WHAT YOU NEED TO DO:
The whole listing is to be reproduced exactly as given.

RECORDS SUPPLIED:

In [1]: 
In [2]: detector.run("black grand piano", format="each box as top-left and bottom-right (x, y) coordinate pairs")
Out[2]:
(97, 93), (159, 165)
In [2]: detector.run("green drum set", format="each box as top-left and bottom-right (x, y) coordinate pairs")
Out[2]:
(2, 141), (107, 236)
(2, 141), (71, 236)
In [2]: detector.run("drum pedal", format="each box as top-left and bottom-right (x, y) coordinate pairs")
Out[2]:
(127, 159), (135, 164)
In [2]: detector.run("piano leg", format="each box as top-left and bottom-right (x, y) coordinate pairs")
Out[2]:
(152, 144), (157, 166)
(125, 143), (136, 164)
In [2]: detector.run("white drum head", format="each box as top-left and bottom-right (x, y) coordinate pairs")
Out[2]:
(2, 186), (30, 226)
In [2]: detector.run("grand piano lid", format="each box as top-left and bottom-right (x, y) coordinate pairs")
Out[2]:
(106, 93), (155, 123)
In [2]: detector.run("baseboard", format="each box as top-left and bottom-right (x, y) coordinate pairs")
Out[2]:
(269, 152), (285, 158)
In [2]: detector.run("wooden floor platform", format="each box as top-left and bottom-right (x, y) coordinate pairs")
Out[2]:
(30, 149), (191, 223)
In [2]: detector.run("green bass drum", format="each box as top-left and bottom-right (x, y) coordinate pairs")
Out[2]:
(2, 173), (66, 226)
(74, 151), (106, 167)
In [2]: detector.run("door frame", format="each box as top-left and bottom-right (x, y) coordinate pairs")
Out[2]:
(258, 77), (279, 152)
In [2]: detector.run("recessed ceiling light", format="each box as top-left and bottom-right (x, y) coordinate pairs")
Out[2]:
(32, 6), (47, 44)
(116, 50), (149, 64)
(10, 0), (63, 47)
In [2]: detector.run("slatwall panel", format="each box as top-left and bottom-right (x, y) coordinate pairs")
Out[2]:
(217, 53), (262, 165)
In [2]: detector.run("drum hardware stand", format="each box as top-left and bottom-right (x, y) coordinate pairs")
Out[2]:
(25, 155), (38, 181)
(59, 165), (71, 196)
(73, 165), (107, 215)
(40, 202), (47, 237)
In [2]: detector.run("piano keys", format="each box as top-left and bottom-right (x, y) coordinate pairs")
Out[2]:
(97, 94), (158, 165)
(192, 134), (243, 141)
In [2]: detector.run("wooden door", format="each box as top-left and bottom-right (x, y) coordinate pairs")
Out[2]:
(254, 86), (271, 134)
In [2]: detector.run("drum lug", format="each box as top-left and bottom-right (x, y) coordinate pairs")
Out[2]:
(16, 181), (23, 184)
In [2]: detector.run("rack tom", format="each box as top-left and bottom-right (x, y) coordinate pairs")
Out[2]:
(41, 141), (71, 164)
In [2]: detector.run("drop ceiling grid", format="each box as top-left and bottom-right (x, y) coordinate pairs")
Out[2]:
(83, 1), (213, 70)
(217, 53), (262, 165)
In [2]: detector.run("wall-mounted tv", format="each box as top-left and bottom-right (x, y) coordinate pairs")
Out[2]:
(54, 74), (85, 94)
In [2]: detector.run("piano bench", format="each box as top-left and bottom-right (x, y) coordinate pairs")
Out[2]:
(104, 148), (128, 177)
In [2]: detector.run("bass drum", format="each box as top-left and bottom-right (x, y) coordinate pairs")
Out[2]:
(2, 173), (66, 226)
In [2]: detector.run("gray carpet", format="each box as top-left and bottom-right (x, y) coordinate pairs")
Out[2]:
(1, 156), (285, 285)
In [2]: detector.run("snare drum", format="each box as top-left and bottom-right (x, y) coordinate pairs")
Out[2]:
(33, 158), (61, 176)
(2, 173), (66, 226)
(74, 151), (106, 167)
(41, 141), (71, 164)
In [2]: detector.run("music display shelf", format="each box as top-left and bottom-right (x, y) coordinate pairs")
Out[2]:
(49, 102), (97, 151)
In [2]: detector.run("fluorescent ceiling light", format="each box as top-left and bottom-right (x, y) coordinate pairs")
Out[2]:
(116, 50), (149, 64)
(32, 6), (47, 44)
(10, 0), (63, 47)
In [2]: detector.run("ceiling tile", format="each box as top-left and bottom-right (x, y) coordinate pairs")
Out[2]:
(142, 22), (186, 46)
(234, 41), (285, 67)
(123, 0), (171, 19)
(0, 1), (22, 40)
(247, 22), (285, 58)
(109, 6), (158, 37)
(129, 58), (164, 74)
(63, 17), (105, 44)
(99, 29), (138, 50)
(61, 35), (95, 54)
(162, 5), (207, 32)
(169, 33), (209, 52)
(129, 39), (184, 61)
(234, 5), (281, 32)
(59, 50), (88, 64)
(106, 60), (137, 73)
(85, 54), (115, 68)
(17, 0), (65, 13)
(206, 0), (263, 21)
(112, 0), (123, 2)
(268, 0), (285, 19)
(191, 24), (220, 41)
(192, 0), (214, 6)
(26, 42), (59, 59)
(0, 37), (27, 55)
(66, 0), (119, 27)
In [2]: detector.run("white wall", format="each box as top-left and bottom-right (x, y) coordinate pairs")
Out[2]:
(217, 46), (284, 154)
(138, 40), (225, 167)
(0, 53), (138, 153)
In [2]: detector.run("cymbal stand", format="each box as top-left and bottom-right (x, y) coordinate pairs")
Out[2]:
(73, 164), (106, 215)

WORKED SOLUTION:
In [1]: 
In [2]: detector.run("black grand piano", format="each box as top-left and bottom-right (x, y) coordinate pairs")
Out[2]:
(97, 93), (159, 165)
In [2]: detector.run("green drum set", format="each box as top-left and bottom-right (x, y) coordinate pairs")
Out[2]:
(2, 141), (107, 236)
(2, 141), (71, 236)
In [2]: detector.run("drum pedal", format="each box as top-left and bottom-right (x, y) coordinate pairs")
Out[2]:
(127, 159), (135, 164)
In [2]: detector.run("piano leg", format="each box as top-left and bottom-right (x, y) coordinate pairs")
Out[2]:
(152, 144), (157, 166)
(125, 143), (136, 164)
In [2]: detector.run("white drum head", format="each box as top-left and bottom-right (x, y) coordinate pairs")
Out[2]:
(2, 186), (30, 226)
In [2]: detector.run("grand piano lid", format="each box as top-left and bottom-right (x, y) coordinate pairs")
Out[2]:
(106, 93), (155, 123)
In [2]: detector.run("baseboard", format="each box as top-left and bottom-right (x, y) coordinate pairs")
Out[2]:
(269, 152), (285, 158)
In [2]: detector.run("wooden floor platform", format="each box as top-left and bottom-right (x, y) coordinate pairs")
Out[2]:
(30, 149), (191, 223)
In [2]: detector.run("green bass drum", format="each box as top-left and bottom-right (x, y) coordinate pairs")
Out[2]:
(2, 173), (66, 226)
(74, 151), (106, 167)
In [2]: detector.run("door frame", format="each box as top-left and bottom-right (x, y) coordinate pairs")
Out[2]:
(258, 77), (279, 152)
In [2]: detector.run("recessed ceiling light", format="each box as top-left and bottom-right (x, y) coordinate pairs")
Out[2]:
(32, 6), (47, 44)
(116, 50), (149, 64)
(10, 0), (63, 47)
In [2]: detector.run("slatwall panel", format="each box as top-left and bottom-right (x, y) coordinate pairs")
Out[2]:
(217, 53), (262, 165)
In [2]: detector.run("drum hardware stand", format="each box as top-left and bottom-right (x, y) coordinate pairs")
Out[2]:
(25, 155), (38, 181)
(59, 165), (71, 196)
(73, 165), (107, 215)
(40, 202), (47, 237)
In [2]: detector.run("piano keys", format="each box as top-left and bottom-right (x, y) coordinate pairs")
Out[2]:
(97, 94), (158, 165)
(192, 134), (243, 141)
In [2]: detector.run("wooden door", format="each box as top-left and bottom-right (x, y) coordinate pairs")
Out[2]:
(254, 86), (271, 134)
In [2]: detector.run("drum lug", format="each box as top-left and bottom-right (x, y) coordinate pairs")
Out[2]:
(16, 181), (23, 184)
In [2]: detector.run("rack tom", format="each box as top-left and bottom-right (x, y) coordinate pairs")
Out[2]:
(41, 141), (71, 164)
In [2]: detector.run("drop ceiling grid", format="each box as top-left and bottom-right (x, y) coordinate pairs")
Out[2]:
(83, 1), (213, 70)
(217, 53), (262, 165)
In [2]: detector.run("wall-mounted tv", format="each box as top-left and bottom-right (x, y) coordinate pairs")
Out[2]:
(54, 74), (85, 94)
In [2]: detector.run("piano bench", format="each box as top-left and bottom-right (x, y) coordinate pairs")
Out[2]:
(104, 148), (128, 177)
In [2]: detector.run("bass drum", format="each box as top-left and bottom-right (x, y) coordinate pairs")
Out[2]:
(2, 173), (66, 226)
In [2]: detector.run("gray carpet", format="each box as top-left and bottom-right (x, y) coordinate pairs")
Out[2]:
(1, 156), (285, 285)
In [2]: detector.run("snare drum", format="each box as top-left and bottom-right (x, y) coordinate pairs")
Out[2]:
(33, 158), (61, 176)
(2, 173), (66, 226)
(74, 151), (106, 167)
(41, 141), (71, 164)
In [2]: detector.run("music display shelf", format="each box as top-left and bottom-right (x, y) coordinate pairs")
Out[2]:
(49, 102), (97, 151)
In [2]: detector.run("fluorescent ceiling light", format="each box as top-left and bottom-right (x, y) coordinate pairs")
Out[2]:
(116, 50), (149, 64)
(32, 6), (47, 44)
(10, 0), (63, 47)
In [2]: detector.run("ceiling tile", format="each box as top-left and bottom-right (x, y) coordinate pairs")
Out[2]:
(142, 22), (186, 46)
(234, 41), (285, 67)
(123, 0), (171, 19)
(0, 1), (22, 40)
(247, 22), (285, 58)
(109, 6), (158, 37)
(129, 58), (164, 74)
(63, 17), (105, 44)
(99, 29), (138, 50)
(61, 35), (95, 54)
(162, 5), (207, 32)
(169, 33), (209, 52)
(129, 39), (184, 61)
(234, 5), (281, 32)
(59, 50), (88, 64)
(106, 60), (137, 73)
(85, 54), (115, 68)
(17, 0), (65, 13)
(206, 0), (263, 21)
(112, 0), (123, 2)
(268, 0), (285, 19)
(191, 24), (220, 41)
(192, 0), (214, 6)
(26, 42), (59, 59)
(0, 37), (27, 55)
(66, 0), (119, 27)
In [2]: detector.run("white wall", format="each box as top-left and bottom-right (x, y) coordinate pairs")
Out[2]:
(217, 46), (284, 154)
(138, 40), (225, 167)
(0, 53), (138, 153)
In [2]: detector.run("cymbal stand", format="each box as top-left and bottom-right (x, y) coordinate pairs")
Out[2]:
(73, 164), (106, 215)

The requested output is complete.